Exercise: Please carry on the passage below about practicing solitude, starting after its last sentence.

Text:
▼▼▼
In the raw moments of loneliness that succeed a breakup or a bereavement, when we have nowhere to run, we encounter our true self. Like I did. And it was scary. It felt like sitting in the corner of a dungeon with a chain locked around my ankle as a stranger towered over me. I wanted to run away, but there was nowhere good enough to run to. I went scuba diving in the tropics, but my broken, ghost-of-a-self found me under water too.

The key to cultivating fearlessness in these moments is getting to know yourself through solitude. It means deliberately taking time out to sit alone so you feel comfortable with yourself, connected to yourself, and at peace with yourself.

To practice solitude, try this.

1. Think of your favorite meditative activity.

Ideally, it should involve interaction with physical objects, not digital ones. And definitely not a phone or something with a screen. It should be mundane and not involve rational thinking. This provides the ideal setting for your true self to emerge. An example is doing the dishes, focusing on your breath, or just sitting out in the garden, hearing and seeing what’s around you.

2. Set aside a fixed time during the day.

This is especially important if you are just starting out, because a strict regime is helpful to cultivate a habit. A good time is early in the morning. A recent study showed that early morning is the ideal time for alpha wave activity in the brain, which is associated with restful attentiveness. But depending on your schedule or your routine, any other time of the day is good enough to start with. Start with ten minutes and slowly make your way up to an hour. There’s no right or wrong duration, but the more the better.

3. Start with an intention.

Make a decision to consciously choose solitude. Embrace it like it’s your best friend. Know that it is good for you, that it is the right thing for you. That there is nothing better you’d rather do right now, and no one more important to talk to than yourself.

Most importantly, don’t get too serious. Develop a sense of joy, a sense of humor about the whole thing.
▲▲▲
Information given:
▼▼▼
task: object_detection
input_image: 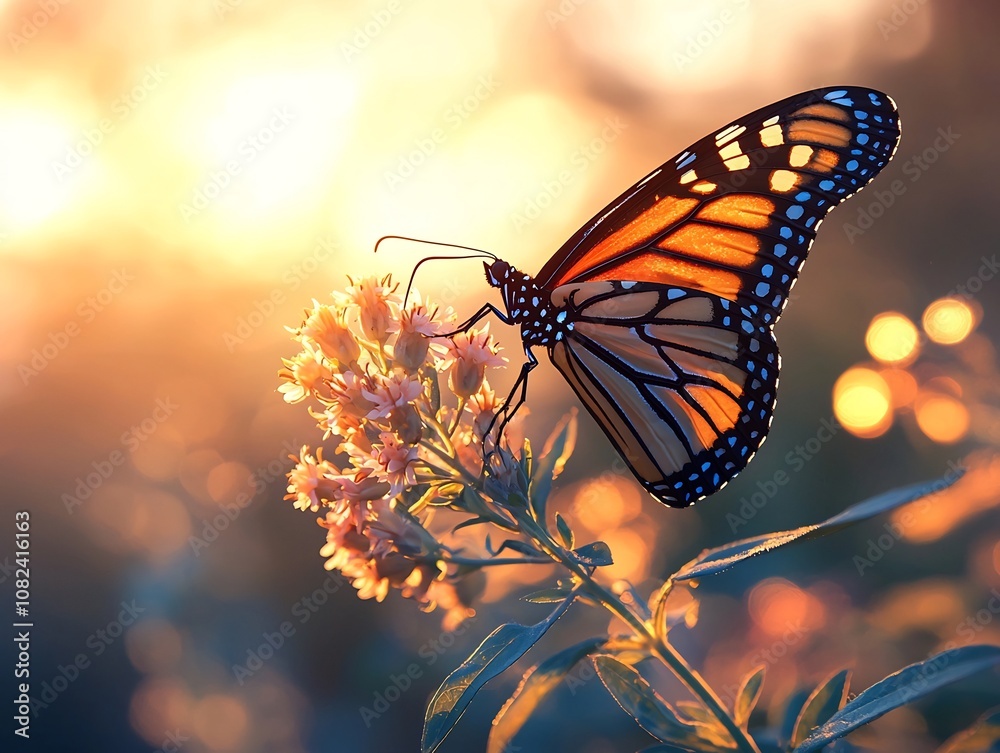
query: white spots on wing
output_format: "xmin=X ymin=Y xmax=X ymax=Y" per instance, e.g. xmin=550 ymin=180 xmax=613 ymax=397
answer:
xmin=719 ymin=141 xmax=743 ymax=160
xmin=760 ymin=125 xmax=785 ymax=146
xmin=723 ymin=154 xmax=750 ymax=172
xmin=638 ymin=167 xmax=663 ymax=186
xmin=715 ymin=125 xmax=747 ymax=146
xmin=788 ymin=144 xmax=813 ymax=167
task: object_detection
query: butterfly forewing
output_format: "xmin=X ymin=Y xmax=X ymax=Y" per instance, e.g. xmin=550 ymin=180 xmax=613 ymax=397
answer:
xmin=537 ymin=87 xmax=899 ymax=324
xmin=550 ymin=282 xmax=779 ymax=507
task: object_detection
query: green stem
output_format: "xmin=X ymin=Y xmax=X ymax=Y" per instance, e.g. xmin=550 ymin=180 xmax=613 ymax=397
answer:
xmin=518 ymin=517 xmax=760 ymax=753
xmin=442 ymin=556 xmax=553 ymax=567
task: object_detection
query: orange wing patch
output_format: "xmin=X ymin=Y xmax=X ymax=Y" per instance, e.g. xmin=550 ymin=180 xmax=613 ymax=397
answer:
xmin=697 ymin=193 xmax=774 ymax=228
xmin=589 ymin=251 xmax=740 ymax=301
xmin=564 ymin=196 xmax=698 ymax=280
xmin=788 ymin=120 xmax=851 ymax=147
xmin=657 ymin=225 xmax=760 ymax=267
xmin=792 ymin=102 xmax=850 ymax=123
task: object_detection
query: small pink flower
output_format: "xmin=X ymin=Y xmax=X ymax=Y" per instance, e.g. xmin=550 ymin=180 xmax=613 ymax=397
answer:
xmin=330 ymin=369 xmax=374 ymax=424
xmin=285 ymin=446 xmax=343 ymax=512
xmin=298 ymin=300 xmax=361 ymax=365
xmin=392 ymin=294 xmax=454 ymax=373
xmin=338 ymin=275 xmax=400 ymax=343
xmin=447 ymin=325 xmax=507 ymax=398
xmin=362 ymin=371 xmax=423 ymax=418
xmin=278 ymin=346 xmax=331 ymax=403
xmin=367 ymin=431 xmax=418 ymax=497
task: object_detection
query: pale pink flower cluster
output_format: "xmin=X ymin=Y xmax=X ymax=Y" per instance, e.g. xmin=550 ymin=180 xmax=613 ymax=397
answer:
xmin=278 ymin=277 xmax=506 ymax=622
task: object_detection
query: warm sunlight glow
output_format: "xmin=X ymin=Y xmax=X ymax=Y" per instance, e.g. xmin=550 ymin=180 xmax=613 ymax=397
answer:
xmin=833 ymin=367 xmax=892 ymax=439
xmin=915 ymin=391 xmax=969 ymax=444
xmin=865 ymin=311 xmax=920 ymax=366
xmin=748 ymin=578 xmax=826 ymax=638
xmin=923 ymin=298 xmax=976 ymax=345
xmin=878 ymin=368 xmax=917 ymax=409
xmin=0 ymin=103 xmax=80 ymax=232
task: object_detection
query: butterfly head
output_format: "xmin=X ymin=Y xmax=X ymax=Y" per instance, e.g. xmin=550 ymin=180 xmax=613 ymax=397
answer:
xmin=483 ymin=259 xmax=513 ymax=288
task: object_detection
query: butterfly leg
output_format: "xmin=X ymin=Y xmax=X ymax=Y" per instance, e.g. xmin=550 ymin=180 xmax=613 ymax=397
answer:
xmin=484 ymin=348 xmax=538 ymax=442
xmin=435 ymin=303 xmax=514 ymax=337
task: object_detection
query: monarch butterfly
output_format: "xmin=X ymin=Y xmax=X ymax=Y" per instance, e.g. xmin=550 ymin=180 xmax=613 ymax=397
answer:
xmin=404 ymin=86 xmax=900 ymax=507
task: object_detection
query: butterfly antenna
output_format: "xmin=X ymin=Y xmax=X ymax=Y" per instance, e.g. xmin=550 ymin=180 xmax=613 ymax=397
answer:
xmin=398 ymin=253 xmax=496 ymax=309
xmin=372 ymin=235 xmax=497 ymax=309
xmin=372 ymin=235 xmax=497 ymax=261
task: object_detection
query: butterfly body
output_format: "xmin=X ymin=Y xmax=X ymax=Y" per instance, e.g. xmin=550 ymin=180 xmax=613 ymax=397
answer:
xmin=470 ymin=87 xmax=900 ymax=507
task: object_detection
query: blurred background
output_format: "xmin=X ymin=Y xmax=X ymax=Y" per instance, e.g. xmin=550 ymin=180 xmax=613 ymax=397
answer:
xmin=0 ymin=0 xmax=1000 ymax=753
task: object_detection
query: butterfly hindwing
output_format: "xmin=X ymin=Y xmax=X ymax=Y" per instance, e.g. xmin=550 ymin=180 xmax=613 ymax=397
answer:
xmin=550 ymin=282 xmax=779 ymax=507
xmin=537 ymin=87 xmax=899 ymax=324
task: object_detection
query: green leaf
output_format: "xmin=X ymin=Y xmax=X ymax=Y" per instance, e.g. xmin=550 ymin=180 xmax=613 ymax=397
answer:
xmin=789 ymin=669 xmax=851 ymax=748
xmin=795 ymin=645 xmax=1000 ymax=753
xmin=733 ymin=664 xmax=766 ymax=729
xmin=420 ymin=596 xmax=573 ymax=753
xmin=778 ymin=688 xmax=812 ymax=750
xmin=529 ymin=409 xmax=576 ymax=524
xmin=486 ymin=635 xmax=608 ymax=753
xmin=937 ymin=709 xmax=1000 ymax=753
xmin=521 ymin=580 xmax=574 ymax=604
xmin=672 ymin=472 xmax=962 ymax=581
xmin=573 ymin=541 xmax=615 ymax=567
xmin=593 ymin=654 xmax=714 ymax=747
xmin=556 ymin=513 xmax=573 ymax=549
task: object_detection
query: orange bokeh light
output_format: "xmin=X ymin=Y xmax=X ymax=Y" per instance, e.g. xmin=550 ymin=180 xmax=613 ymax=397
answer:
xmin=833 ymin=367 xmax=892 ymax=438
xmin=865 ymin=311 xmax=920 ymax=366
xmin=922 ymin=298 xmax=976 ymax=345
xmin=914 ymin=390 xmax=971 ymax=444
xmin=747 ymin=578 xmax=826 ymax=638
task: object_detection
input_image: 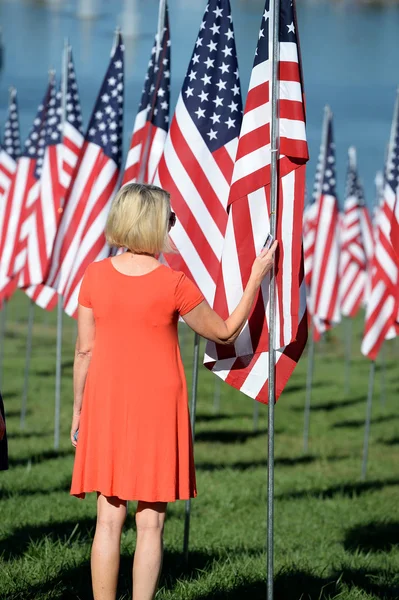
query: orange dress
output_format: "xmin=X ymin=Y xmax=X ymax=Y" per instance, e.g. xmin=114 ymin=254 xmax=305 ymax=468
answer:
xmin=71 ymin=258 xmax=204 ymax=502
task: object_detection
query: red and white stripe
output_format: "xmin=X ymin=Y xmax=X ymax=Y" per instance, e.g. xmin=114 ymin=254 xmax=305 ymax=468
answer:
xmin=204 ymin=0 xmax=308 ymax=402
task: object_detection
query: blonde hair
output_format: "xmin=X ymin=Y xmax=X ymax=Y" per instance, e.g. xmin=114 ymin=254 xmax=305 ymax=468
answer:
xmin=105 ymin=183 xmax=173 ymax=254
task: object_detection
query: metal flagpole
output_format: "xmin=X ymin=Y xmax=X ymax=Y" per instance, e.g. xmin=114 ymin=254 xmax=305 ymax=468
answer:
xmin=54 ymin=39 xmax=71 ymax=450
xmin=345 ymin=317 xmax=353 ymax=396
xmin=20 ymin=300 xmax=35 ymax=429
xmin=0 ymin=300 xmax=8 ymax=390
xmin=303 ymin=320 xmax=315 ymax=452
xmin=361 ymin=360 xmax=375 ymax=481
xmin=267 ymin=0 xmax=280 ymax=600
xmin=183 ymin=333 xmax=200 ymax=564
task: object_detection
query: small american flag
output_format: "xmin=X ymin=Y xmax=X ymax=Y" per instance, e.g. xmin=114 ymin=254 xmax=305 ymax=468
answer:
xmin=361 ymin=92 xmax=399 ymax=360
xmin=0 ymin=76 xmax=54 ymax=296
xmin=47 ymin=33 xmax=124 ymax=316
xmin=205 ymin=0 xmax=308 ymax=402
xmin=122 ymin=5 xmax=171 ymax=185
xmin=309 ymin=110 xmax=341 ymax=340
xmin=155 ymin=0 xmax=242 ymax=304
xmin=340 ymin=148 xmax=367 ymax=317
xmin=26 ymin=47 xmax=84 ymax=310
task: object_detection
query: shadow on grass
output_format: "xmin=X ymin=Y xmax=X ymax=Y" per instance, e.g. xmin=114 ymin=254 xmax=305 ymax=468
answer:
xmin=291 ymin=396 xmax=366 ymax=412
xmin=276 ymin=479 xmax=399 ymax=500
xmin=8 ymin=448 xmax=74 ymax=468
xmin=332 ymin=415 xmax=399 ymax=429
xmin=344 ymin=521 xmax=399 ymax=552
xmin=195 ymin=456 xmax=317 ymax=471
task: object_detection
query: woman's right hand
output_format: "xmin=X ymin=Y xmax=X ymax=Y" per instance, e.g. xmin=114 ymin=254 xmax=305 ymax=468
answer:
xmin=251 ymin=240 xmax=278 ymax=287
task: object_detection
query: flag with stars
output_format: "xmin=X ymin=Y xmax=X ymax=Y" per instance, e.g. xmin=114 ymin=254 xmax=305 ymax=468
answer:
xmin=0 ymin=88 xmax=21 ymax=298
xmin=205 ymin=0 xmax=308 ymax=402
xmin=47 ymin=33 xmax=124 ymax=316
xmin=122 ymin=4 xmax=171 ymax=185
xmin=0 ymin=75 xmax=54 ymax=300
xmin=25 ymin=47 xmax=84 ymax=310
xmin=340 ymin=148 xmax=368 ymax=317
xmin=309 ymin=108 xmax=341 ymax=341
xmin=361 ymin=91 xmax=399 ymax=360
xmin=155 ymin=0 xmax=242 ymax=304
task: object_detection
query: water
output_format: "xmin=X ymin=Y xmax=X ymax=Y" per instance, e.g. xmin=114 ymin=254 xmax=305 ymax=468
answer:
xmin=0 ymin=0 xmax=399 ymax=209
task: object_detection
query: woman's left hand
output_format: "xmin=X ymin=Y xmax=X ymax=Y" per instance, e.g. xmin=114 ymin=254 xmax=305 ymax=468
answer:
▲▲▲
▼▼▼
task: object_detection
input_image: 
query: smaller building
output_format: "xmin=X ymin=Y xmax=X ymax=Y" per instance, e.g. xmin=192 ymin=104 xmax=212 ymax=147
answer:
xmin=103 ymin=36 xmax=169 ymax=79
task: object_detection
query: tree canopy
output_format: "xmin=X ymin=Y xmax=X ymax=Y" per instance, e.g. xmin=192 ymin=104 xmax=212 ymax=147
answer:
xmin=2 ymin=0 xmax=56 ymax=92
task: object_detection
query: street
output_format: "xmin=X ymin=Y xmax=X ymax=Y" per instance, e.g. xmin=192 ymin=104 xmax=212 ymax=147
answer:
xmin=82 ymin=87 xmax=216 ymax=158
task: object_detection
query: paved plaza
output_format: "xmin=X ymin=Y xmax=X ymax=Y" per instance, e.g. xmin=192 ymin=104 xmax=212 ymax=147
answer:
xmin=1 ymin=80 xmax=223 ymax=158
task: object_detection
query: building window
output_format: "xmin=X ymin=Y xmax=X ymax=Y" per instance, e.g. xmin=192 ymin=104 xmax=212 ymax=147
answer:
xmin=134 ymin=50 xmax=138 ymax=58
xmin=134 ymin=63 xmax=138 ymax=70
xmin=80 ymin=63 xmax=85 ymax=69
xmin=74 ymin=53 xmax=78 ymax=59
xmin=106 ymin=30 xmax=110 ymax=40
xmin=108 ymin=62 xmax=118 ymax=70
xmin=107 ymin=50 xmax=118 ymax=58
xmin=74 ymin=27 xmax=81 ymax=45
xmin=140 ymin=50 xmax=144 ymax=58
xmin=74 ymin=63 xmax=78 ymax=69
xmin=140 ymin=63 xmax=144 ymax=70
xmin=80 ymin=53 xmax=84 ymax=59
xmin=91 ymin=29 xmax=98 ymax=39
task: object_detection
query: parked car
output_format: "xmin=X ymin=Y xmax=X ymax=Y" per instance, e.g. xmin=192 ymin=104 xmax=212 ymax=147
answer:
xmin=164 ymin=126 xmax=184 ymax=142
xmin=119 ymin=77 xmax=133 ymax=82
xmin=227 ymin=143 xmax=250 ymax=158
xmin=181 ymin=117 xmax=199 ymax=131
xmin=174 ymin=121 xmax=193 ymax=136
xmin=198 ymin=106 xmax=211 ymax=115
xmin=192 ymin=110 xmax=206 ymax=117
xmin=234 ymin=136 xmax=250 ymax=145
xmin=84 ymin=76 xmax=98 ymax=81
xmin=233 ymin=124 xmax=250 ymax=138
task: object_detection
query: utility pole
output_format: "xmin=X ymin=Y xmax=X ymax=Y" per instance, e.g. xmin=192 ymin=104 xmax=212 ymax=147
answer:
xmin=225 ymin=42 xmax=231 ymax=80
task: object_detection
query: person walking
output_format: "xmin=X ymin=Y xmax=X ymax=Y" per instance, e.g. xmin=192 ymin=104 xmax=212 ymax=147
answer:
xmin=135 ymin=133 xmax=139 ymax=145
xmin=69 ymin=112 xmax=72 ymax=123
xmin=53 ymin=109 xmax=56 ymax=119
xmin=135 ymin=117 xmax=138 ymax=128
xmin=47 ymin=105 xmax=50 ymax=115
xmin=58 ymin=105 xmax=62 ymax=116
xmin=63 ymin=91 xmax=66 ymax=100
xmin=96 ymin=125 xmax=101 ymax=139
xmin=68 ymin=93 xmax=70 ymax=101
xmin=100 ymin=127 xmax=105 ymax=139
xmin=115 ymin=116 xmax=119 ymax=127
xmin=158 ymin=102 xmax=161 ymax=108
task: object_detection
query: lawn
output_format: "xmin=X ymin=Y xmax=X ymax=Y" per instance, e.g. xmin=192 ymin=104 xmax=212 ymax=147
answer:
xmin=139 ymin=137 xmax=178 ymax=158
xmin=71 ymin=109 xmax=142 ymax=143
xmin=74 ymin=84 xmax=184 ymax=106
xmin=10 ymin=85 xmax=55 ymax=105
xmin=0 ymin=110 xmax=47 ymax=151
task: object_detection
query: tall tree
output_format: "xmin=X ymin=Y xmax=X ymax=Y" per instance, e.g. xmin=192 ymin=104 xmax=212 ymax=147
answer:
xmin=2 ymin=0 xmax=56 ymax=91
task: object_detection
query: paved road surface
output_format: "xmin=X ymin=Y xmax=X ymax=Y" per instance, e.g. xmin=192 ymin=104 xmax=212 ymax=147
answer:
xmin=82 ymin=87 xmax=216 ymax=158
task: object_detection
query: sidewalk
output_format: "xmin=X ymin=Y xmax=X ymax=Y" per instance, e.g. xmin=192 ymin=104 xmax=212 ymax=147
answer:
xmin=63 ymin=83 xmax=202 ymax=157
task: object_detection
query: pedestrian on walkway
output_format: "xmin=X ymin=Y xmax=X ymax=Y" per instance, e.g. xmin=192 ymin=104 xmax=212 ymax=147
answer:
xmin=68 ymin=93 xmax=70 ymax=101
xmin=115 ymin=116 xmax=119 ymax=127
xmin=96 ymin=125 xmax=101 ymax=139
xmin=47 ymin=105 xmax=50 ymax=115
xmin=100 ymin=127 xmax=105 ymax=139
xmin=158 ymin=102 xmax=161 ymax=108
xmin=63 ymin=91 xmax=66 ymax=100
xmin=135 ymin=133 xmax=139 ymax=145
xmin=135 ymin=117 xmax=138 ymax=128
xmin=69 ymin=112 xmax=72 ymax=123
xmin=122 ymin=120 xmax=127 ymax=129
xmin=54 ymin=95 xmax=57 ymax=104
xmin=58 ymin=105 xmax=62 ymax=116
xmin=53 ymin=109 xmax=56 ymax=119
▲▲▲
Written response:
Sometimes it all may seem impossible, especially when painful memories and a sense of loss come back with profound pain. It may feel hopeless as the thoughts and feelings overwhelm you. But believe that those thoughts and feelings are like a movie playing in your head. They do not define your reality in the present moment. Do not let them consume you.

Believe you are the mountain in the storm. And when the thoughts and feelings eventually pass, which they will, come back to your practice. Develop almost a blind devotion to it in the beginning, because it may take many sittings to feel the first signs of solidity and bliss coming back.

If you are finding it tough to start by yourself, go to a local yoga or meditation class and work on your basic form. Then come back and try it again.

4. Start enjoying your company whenever the opportunity arises.

As you start building a regiment for solitude, you will start to appreciate moments to yourself. While you wait for your friend at the subway before you head to that party together. While you wait for your favorite burger to arrive after deciding to eat out by yourself.

Think of those fleeting minutes as a gift, as an opportunity to see if you can appreciate the world around you. Wait before you flip out your phone or put on your music. Can you see how solid and calm you feel now, compared to before? How rich the world around you is? Give yourself a high-five for putting in all those hours of solitude practice.

And if by chance that solitude is forced upon you by a tragedy or unforeseen event, even better! Because when your heart is broken it’s the most open, and ripe for new wisdom and the richness of the world to take root. Acclaimed author and Buddhist nun Pema Chödrön says, “To stay with that shakiness—to stay with a broken heart, with a rumbling stomach, with the feeling of hopelessness and wanting to get revenge—that is the path of true awakening,”

Be deliberate. Be disciplined. And you will soon get to know the most interesting person you have ever met! One who will always be with you, no matter what else you lose.